=== Page ===

** Begin **

Israeli research showed how a small asteroid was formed, successful solid-fuel launches for China and Korea, and an existential threat to space tourism. This Week In Space

The Family Connection of Asteroids

In September 2022, NASA, the United States space agency, conducted an experiment to deflect an asteroid by colliding a spacecraft with it. The primary objective was to demonstrate the feasibility of deflecting an asteroid heading towards Earth through such a collision or a series of collisions. The spacecraft forcefully collided with a small asteroid named Dimorphos, about 160 meters in diameter, which was chosen for the experiment partly because it orbits a larger asteroid named Didymos. This fact made it easier for researchers to measure the orbital deviation. The successful results of the collision indeed indicated a change in the orbit of the small asteroid. 

In parallel to the main experiment, a research team led by Dr. David Polishuk from the Weizmann Institute of Science tried to seize the opportunity to delve deeper into the structure of asteroids. Among other things, they examined the theory that in such systems, where a small asteroid orbits a larger one, the smaller moonlet is formed from the accumulation of material released from the main asteroid.

** End **

=== What to do ===
• 1. In the asteroid article, swap "spacecraft" for "probe" and give back everything from "Israeli research showed" down to "the small asteroid.".
• 2. Write the next part of the asteroid article, picking up right after its last sentence.
The entries after the asteroid article play no part in any of this.

=== Given data ===
** Begin **

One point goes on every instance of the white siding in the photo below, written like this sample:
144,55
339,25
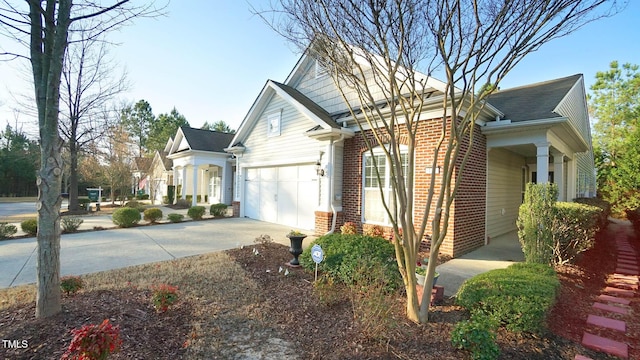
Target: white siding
290,147
504,191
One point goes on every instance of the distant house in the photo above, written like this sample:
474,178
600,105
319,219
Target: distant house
301,159
201,168
160,175
139,171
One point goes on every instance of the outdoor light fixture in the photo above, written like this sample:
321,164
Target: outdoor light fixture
319,169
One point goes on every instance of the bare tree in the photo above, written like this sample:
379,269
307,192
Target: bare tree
88,86
382,54
43,27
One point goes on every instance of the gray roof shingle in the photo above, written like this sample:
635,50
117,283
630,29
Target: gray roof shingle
206,140
535,101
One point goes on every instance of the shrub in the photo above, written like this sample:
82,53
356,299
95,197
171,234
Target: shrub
373,230
70,223
196,212
7,230
218,210
94,341
349,228
183,203
574,230
71,284
126,217
535,222
82,202
30,226
174,218
519,296
477,335
152,215
132,203
164,296
346,254
600,203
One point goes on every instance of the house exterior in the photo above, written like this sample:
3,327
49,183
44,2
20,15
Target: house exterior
301,161
202,170
160,174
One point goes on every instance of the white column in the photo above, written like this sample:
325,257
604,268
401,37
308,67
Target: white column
558,174
183,179
194,198
542,163
571,179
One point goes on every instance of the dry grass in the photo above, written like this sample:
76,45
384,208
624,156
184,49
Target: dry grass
213,285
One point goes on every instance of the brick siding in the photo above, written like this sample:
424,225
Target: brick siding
467,222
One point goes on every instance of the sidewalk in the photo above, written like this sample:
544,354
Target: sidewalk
94,251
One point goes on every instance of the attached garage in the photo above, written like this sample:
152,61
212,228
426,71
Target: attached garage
286,195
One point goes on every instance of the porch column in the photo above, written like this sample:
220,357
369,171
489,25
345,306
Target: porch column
558,174
542,163
194,198
183,179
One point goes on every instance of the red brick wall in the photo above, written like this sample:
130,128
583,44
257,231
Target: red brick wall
466,230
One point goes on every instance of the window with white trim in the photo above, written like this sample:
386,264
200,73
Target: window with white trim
372,205
273,124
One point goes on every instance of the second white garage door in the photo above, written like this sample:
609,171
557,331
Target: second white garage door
286,195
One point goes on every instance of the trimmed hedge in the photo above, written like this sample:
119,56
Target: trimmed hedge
345,255
574,230
152,215
126,217
196,212
7,230
218,210
175,217
30,226
519,296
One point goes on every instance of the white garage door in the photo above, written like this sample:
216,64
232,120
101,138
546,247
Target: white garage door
286,195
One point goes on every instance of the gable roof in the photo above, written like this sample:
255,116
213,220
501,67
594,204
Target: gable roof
205,140
535,101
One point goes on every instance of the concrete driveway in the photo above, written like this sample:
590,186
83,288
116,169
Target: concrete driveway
95,251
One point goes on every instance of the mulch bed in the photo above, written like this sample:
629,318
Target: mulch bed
318,329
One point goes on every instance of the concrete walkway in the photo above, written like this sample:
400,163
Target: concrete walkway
501,252
94,251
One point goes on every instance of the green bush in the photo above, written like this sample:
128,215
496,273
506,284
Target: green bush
345,255
70,223
218,210
535,222
71,284
183,204
600,203
7,230
30,226
477,336
152,215
196,212
174,217
126,217
574,230
519,296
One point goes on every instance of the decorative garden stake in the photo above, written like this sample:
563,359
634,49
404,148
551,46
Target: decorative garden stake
295,237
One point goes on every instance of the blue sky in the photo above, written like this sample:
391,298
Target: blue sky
210,59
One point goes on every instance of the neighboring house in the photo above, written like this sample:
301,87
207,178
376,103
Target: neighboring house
160,174
139,174
201,167
300,156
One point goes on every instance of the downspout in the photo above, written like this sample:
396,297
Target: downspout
334,218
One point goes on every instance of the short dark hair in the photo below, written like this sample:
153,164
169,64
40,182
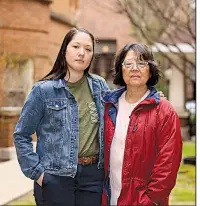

** End **

=== Task-by-task results ===
• 1.
Israeli research showed how a small asteroid was formed, successful solid-fuel launches for China and Korea, and an existential threat to space tourism. This Week In Space

The Family Connection of Asteroids

In September 2022, NASA, the United States space agency, conducted an experiment to deflect an asteroid by colliding a probe with it. The primary objective was to demonstrate the feasibility of deflecting an asteroid heading towards Earth through such a collision or a series of collisions. The probe forcefully collided with a small asteroid named Dimorphos, about 160 meters in diameter, which was chosen for the experiment partly because it orbits a larger asteroid named Didymos. This fact made it easier for researchers to measure the orbital deviation. The successful results of the collision indeed indicated a change in the orbit of the small asteroid.

• 2.
Polishuk followed the collision and its aftermath from the Weizmann Institute’s observatory located in Neot Smadar in the Arava region, and simultaneously from a large remotely operated telescope in Hawaii, capable of examining the asteroid's infrared radiation composition. "When it was night here I observed with our telescope, rested briefly, and then operated the telescope in Hawaii when it was night there. It was a pretty exhausting week," he described the experience to the Davidson Institute website.

Since this system was about 11 million kilometers from us at the time of the collision, the resolution of the telescopes in the experiment did not allow distinguishing between the two asteroids. "In our image they appear within the same pixel," explained Polishuk. "Spectrum measurements prior to the collision primarily reflect the composition of Didymos, the larger asteroid, the surface area of which is 20 times that of Dimorphos. However, after the collision, a dust cloud was created, originating from Dimorphos, allowing us to analyze its spectrum and compare its composition to that of Didymos."

The conclusion was not surprising, but it allowed researchers to confirm the theory concerning  the formation of such systems. The findings are in the process of publication  in the Journal of Planetary Sciences. "The measurements show that they are composed of the same material, mainly silicon compounds, and this reinforces the hypothesis that the small Dimorphos was created from material ejected from Didymos," said Polishuk. "Further support for this hypothesis came from the observation that the external color of asteroids of this type changes slightly over time due to radiation and exposure to charged particles. It was expected that the color of the dust cloud, originating from the inner parts of Dimorphos, might match the material less exposed to radiation. However, the color was found to be very similar to the external color of Didymos, supporting the assumption that it was formed from material that had already undergone such wear in the larger asteroid.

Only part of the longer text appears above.